──────── Stored rows ────────

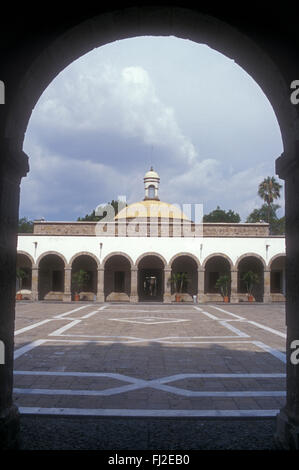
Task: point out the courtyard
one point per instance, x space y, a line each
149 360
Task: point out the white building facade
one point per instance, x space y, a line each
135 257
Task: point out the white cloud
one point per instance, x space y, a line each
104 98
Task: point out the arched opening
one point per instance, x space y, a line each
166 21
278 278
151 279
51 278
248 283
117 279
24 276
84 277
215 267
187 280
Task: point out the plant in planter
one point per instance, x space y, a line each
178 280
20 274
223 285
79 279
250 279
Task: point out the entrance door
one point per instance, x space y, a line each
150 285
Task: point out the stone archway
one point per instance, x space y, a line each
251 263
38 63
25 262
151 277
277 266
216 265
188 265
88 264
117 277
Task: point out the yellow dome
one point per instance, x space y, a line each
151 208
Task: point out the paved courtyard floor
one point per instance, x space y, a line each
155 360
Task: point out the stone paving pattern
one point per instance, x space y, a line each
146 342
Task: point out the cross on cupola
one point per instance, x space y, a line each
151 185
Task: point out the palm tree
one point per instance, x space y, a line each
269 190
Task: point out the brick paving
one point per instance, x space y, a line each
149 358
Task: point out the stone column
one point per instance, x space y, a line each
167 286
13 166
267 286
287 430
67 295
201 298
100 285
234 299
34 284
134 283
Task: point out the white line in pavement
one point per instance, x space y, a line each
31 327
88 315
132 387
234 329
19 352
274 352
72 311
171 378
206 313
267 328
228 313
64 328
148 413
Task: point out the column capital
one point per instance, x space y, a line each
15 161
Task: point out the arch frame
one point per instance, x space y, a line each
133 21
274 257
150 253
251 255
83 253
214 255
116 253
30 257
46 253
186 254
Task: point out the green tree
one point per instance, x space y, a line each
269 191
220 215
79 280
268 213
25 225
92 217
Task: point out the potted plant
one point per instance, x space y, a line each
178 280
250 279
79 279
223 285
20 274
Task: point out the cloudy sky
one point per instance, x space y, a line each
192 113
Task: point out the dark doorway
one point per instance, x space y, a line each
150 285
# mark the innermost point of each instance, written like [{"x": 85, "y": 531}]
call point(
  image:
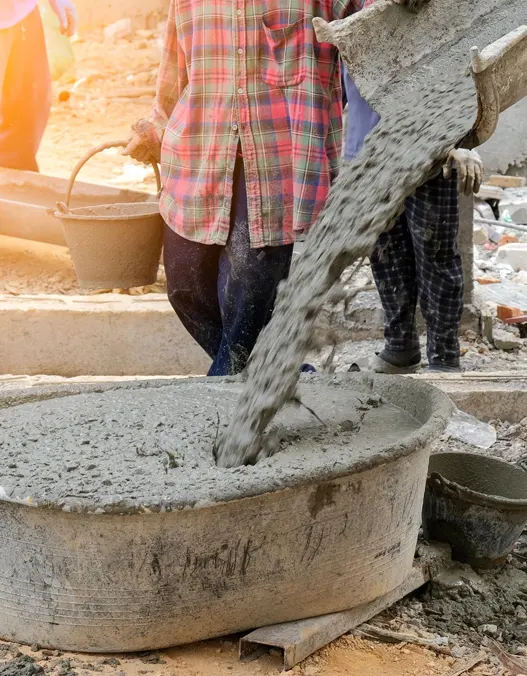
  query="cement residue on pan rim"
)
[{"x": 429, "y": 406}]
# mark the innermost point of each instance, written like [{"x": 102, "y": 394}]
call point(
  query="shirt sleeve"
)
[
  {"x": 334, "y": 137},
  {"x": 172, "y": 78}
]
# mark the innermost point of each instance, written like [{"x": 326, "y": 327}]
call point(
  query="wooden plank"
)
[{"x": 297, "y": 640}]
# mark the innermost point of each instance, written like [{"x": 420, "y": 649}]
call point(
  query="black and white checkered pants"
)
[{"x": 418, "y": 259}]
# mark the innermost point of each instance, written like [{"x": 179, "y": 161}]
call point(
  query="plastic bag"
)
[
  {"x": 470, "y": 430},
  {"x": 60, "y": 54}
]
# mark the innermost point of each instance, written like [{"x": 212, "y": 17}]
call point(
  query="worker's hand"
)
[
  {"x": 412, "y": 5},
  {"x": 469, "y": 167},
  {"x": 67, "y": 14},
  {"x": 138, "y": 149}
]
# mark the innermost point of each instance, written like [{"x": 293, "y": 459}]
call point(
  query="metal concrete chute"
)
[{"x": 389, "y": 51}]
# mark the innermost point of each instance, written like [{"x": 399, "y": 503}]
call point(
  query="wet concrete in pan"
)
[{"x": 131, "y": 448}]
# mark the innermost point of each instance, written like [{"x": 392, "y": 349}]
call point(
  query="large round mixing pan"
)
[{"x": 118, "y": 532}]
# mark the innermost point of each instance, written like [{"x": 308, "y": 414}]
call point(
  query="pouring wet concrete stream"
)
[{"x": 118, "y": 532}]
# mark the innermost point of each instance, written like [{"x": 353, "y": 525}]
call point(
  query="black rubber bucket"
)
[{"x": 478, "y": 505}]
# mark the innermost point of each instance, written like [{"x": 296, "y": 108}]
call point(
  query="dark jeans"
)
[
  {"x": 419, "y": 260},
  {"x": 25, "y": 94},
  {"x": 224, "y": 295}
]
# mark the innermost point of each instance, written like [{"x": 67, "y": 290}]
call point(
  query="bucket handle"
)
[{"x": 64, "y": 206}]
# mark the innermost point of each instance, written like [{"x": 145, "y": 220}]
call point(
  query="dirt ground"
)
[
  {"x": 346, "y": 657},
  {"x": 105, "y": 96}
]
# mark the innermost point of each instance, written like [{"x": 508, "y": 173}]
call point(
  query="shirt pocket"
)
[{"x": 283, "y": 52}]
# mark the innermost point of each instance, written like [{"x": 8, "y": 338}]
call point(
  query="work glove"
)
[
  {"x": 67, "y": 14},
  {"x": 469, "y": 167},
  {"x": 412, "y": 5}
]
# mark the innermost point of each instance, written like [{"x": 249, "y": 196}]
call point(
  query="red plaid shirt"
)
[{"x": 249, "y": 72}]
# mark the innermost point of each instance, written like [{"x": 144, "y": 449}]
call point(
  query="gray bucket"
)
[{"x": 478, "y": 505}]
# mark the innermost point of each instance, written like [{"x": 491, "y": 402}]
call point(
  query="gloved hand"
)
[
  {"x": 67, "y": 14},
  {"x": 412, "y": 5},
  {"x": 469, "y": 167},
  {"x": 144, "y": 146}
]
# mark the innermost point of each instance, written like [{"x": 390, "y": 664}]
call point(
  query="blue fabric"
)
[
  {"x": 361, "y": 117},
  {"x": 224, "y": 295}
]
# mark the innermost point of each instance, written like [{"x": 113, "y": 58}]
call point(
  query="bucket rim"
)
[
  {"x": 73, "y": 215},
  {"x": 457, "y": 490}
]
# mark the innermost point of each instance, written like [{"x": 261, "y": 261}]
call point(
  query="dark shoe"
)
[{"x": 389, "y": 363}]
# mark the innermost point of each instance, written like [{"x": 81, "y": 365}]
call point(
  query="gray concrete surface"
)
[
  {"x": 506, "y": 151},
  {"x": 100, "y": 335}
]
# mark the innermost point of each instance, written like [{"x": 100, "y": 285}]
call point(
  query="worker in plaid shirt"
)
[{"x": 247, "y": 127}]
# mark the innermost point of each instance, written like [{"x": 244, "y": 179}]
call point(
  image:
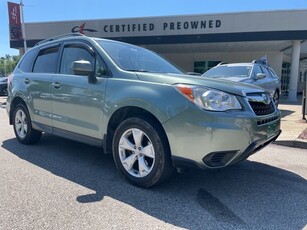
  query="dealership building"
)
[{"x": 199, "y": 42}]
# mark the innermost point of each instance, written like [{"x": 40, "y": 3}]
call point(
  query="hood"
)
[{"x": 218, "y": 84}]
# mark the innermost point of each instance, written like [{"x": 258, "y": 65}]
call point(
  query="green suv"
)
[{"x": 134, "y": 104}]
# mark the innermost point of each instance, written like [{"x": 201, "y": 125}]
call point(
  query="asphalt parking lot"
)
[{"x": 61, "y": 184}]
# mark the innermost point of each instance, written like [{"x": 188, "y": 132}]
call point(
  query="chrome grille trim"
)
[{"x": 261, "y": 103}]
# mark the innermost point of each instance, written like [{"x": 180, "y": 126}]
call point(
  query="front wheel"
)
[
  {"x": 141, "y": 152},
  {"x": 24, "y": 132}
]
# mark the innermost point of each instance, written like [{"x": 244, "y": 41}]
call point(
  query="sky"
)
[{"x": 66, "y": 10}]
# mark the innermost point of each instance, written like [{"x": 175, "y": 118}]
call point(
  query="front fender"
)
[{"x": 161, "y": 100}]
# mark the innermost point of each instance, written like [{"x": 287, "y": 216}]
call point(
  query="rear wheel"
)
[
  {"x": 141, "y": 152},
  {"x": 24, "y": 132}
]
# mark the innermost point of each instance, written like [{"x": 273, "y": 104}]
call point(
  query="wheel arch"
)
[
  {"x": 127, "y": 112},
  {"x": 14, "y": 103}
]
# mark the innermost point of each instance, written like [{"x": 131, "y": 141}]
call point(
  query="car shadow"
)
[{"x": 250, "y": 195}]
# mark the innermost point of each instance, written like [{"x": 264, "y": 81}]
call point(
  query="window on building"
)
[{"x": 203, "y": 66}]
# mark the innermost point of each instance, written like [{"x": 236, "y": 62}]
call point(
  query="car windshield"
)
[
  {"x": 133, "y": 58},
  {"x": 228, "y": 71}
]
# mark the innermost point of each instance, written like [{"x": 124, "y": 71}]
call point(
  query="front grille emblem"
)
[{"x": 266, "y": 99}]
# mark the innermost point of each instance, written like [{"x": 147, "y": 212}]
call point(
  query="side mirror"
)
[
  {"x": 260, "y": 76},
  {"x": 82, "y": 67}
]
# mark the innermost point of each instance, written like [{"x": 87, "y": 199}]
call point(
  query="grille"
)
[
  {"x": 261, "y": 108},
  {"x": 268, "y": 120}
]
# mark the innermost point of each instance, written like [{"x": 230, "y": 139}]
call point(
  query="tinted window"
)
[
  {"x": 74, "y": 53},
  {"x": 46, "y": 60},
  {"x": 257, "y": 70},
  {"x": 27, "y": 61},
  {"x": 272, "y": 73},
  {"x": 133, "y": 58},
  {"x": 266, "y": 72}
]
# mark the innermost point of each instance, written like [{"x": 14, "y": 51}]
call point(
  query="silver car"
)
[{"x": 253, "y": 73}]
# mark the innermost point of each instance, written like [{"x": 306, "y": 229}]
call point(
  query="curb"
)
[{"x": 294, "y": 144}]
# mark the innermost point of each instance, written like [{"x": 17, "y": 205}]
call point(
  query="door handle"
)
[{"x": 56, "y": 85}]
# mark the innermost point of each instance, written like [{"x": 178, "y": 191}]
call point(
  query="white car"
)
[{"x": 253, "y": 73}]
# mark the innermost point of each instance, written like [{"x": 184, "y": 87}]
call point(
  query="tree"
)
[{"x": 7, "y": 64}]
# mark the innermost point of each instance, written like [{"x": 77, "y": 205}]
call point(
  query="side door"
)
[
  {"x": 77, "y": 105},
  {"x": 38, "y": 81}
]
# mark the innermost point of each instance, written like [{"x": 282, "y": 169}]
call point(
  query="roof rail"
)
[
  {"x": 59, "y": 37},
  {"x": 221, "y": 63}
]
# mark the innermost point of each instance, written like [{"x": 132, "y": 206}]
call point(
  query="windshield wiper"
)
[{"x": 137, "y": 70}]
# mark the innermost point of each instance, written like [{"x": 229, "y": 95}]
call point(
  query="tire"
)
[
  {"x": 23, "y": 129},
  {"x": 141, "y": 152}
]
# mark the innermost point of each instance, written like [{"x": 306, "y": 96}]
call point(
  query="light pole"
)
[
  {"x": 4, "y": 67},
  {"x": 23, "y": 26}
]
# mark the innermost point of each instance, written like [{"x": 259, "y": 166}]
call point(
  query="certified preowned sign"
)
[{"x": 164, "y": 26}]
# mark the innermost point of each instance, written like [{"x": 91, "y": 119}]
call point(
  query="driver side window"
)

────────

• Exercise goal
How many lines in the listing above contain the word "shirt", matching case? Give only the number.

• Correct output
4